**WHAT TO PRODUCE**:
In the forum post about the NHL salary cap, write out word for word the part that opens with "Quoting: JTBF81" and closes with "else's lineup accordingly.".

**EXTRACTED TEXT**:
BEGIN
Edited Mar. 31, 2020 at 7:41 p.m.
Quoting: JTBF81
There's been nothing but baseless speculation that the cap is going down or staying the same. All these ppl saying it's a definite are just assuming. It may stay flat or go up to less than 84 but it won't be coming down. The season could still be completed and it's not like the whole season or even half was lost, if the reg season games aren't completed it was like 12-15%. If the cap does stay flat than a compliance buy out bbn is also very much anticipated so teams in tougher cap spots will also be fine. I still believe in a 84 million cap until further notice, and set Tampa's or anyone else's lineup accordingly.
Dude, the whole concept of an 84 million cap was speculation to begin with. That's not a confirmed number, that's just what they thought. It was based on revenue that they are now not getting. But even before that it was a meaningless number- they said it would be 84 last year, and it ended up being 81.5. Now they're saying it will 84 this year, and they're playing ten less games per team and missing the most profitable portion. There's nothing baseless about predicting the cap will go down- there is a formula for the cap: league revenue is split evenly 50/50 between players and owners, which sets a midpoint, and then there's a fixed percentage on either side of that midpoint to set the floor and ceiling. Most teams end up spending to the ceiling, which is why this is a problem. If the midpoint goes down, so does the ceiling. That's outlined in the CBA, which is on this website in full, look it up. There's no disputing that the cap is going down, because the NHL is losing revenue they thought they would get. That's objective fact. The question is whether, considering the circumstances, they'll agree on a different number, arbitrary of the cap formula, but that would require the owners to agree to not split revenue 50/50 and cede more to the players. And then you remember that this is also the league that decided to not play most or all of a season twice over pretty much this exact issue, and you see why the owners agreeing to that is probably not going to happen.
END
[Records excerpted from a collection]
BEGIN
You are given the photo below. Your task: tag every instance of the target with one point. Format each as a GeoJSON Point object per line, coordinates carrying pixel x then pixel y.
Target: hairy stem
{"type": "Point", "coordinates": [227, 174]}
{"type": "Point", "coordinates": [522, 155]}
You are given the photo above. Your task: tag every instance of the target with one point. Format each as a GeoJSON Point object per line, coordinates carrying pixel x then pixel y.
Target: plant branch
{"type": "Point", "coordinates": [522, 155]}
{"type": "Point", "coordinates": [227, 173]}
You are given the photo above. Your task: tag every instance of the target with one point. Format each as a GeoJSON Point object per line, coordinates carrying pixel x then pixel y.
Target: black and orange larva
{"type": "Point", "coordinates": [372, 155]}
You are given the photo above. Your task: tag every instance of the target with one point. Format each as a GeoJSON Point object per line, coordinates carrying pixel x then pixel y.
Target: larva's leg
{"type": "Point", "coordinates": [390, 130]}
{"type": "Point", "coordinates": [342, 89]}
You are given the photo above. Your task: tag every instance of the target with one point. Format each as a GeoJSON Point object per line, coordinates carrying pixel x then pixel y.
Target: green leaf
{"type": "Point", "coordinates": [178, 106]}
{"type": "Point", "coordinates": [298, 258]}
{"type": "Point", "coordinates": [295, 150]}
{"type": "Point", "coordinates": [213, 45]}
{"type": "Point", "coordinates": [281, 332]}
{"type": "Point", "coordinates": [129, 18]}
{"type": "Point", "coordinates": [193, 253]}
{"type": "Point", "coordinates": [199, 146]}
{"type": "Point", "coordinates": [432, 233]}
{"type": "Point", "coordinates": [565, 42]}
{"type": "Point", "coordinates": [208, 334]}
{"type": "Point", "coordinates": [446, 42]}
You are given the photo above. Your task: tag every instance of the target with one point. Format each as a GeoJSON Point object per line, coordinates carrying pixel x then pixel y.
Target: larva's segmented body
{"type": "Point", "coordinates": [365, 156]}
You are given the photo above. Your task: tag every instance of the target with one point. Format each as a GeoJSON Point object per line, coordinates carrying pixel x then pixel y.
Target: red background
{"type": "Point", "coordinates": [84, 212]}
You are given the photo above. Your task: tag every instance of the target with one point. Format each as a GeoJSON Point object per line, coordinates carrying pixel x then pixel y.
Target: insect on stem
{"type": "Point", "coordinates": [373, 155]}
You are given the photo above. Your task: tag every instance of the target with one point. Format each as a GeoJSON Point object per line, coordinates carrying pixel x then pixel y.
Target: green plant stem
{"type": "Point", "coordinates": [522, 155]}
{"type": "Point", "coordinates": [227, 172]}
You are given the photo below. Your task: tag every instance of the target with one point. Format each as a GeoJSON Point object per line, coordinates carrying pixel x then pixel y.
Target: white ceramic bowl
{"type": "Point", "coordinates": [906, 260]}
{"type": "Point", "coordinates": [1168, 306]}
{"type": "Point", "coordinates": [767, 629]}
END
**TASK RESULT**:
Quoting: JTBF81
There's been nothing but baseless speculation that the cap is going down or staying the same. All these ppl saying it's a definite are just assuming. It may stay flat or go up to less than 84 but it won't be coming down. The season could still be completed and it's not like the whole season or even half was lost, if the reg season games aren't completed it was like 12-15%. If the cap does stay flat than a compliance buy out bbn is also very much anticipated so teams in tougher cap spots will also be fine. I still believe in a 84 million cap until further notice, and set Tampa's or anyone else's lineup accordingly.